EXERCISE GOAL. Repeat the records below verbatim, and do not copy their pictures.

Photo-based referring expression data:

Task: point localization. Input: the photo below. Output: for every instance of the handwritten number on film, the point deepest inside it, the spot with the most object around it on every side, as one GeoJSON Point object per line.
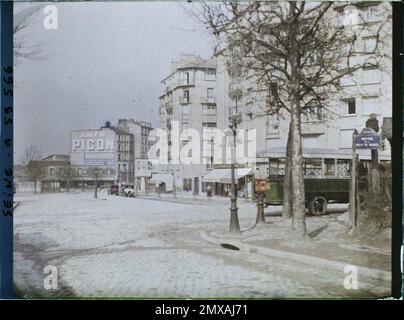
{"type": "Point", "coordinates": [7, 143]}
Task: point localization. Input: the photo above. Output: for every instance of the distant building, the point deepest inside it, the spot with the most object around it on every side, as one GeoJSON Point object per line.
{"type": "Point", "coordinates": [188, 97]}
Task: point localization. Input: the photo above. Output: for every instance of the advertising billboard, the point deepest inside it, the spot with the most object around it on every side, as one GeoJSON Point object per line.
{"type": "Point", "coordinates": [93, 148]}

ANSWER BOX.
Task: point localization. Input: the photo below. Output: for every instance of the handwritten number on film, the point deepest inside it, the spot with the most object around it on every side, as one GeoJSON Point object per line.
{"type": "Point", "coordinates": [7, 143]}
Task: point localization. Input: the photo above. Output: for every instance of the distant building, the point deepest inside it, the spot with the most object around it on every side, as one GeoJSON Point object per line.
{"type": "Point", "coordinates": [188, 97]}
Task: point localization. Input: the photo above. Output: for every instance of the advertising billboard, the point deepest inside it, the spot with the most object around it on every side, as one GeoJSON Point object per line.
{"type": "Point", "coordinates": [93, 148]}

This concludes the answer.